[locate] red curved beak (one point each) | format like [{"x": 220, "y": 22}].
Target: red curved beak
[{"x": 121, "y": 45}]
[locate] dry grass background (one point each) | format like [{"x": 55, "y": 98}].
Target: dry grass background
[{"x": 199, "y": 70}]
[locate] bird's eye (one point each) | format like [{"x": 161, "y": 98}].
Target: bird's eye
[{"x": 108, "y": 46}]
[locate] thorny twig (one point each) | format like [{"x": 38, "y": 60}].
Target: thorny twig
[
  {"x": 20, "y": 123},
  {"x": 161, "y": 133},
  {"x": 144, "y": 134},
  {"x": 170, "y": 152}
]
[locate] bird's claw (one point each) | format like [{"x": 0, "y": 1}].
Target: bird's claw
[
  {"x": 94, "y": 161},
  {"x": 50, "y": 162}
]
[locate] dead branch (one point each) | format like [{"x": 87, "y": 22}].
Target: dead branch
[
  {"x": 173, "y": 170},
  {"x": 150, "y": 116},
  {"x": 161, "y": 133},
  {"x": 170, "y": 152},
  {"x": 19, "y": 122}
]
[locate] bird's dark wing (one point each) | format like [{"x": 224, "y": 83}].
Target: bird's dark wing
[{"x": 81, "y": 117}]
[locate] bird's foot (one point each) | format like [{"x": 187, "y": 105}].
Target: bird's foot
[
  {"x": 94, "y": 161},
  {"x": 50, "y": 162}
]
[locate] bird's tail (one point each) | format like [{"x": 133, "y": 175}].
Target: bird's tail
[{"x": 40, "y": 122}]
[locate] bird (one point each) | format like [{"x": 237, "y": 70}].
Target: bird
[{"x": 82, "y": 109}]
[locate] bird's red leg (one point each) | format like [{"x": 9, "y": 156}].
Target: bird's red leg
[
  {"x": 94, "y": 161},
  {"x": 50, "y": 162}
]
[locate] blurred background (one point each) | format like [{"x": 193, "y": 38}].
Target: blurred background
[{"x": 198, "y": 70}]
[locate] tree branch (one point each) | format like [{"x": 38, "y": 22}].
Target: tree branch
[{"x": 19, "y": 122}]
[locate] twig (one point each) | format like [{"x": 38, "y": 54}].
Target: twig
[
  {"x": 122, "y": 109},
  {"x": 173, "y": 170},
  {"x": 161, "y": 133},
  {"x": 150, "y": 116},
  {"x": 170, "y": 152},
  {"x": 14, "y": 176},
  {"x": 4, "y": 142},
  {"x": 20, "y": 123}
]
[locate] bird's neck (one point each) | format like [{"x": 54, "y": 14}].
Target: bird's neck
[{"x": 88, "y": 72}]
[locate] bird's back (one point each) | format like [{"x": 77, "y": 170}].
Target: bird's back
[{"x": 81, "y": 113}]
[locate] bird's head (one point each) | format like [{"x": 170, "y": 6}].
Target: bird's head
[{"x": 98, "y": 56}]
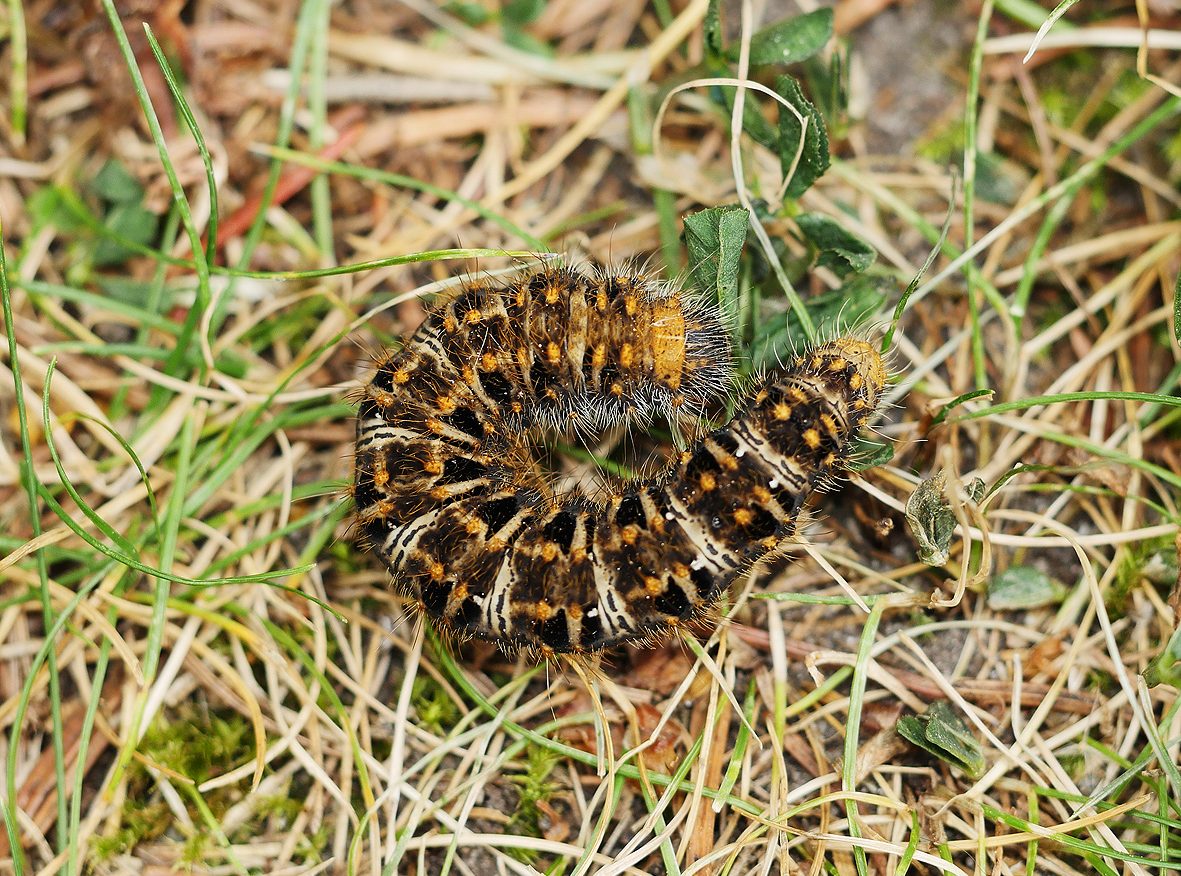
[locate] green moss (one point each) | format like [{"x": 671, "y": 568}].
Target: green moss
[
  {"x": 534, "y": 786},
  {"x": 435, "y": 708},
  {"x": 197, "y": 744}
]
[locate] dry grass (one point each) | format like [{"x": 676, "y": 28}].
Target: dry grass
[{"x": 198, "y": 671}]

* * * * *

WHAT THE TASK REQUIRES
Reproduce all of the entries above, changing every occurrence of "one point each" to "a single point per match" and keeping everything else the same. Leave the pictures out.

EXERCISE ANSWER
[locate] red curved beak (a single point per match) | format like [{"x": 220, "y": 22}].
Target: red curved beak
[{"x": 121, "y": 45}]
[locate] dry grass background (a single point per match) | format like [{"x": 55, "y": 98}].
Target: dry grass background
[{"x": 199, "y": 70}]
[locate] bird's eye (a single point per match) | format like [{"x": 161, "y": 98}].
Target: bird's eye
[{"x": 108, "y": 46}]
[locate] thorny twig (a single point per match) | format like [{"x": 38, "y": 60}].
Target: thorny twig
[
  {"x": 20, "y": 123},
  {"x": 161, "y": 133},
  {"x": 144, "y": 134},
  {"x": 170, "y": 152}
]
[locate] bird's claw (a single point per match) | format like [{"x": 0, "y": 1}].
Target: bird's claw
[
  {"x": 94, "y": 161},
  {"x": 50, "y": 162}
]
[locate] dead branch (a single point per match) | format like [{"x": 87, "y": 22}].
Target: dead branch
[
  {"x": 173, "y": 170},
  {"x": 150, "y": 116},
  {"x": 161, "y": 133},
  {"x": 170, "y": 152},
  {"x": 19, "y": 122}
]
[locate] bird's dark wing (a single point per match) | format like [{"x": 224, "y": 83}].
Target: bird's dark wing
[{"x": 81, "y": 117}]
[locate] bird's foot (a single point per match) | format like [{"x": 187, "y": 105}].
Target: bird's foot
[
  {"x": 94, "y": 161},
  {"x": 50, "y": 162}
]
[locate] bird's tail (a single point per match) | format like [{"x": 133, "y": 175}].
Target: bird's tail
[{"x": 40, "y": 122}]
[locate] bird (a single point per match) | format like [{"x": 237, "y": 70}].
Target: bird
[{"x": 82, "y": 109}]
[locate] bird's red leg (a single point per match) | format like [{"x": 9, "y": 156}].
Target: bird's red leg
[
  {"x": 94, "y": 161},
  {"x": 50, "y": 162}
]
[locate] blurred background (a single point per match) | format like [{"x": 193, "y": 38}].
Target: blurred background
[{"x": 198, "y": 70}]
[locate] tree branch (a single point per match) | format like [{"x": 38, "y": 22}].
Target: tree branch
[{"x": 19, "y": 122}]
[locate] twig (a single point per match) | format like [{"x": 38, "y": 54}].
Target: twig
[
  {"x": 122, "y": 109},
  {"x": 173, "y": 170},
  {"x": 161, "y": 133},
  {"x": 150, "y": 116},
  {"x": 170, "y": 152},
  {"x": 14, "y": 176},
  {"x": 4, "y": 142},
  {"x": 20, "y": 123}
]
[locate] bird's neck (a single point per match) | format like [{"x": 54, "y": 14}].
Target: bird's neck
[{"x": 88, "y": 72}]
[locate] bird's back (a single point per match) | format like [{"x": 77, "y": 170}].
Target: bird's back
[{"x": 81, "y": 113}]
[locate] bird's head (a single point per match) | format like [{"x": 170, "y": 6}].
Target: bird's head
[{"x": 98, "y": 56}]
[locate] green moss (a single point per match) | format like [{"x": 671, "y": 568}].
Target: green moss
[
  {"x": 534, "y": 786},
  {"x": 435, "y": 708},
  {"x": 197, "y": 744}
]
[locate] dry grass (a single point per match) | format like [{"x": 676, "y": 28}].
Target: dry grass
[{"x": 198, "y": 671}]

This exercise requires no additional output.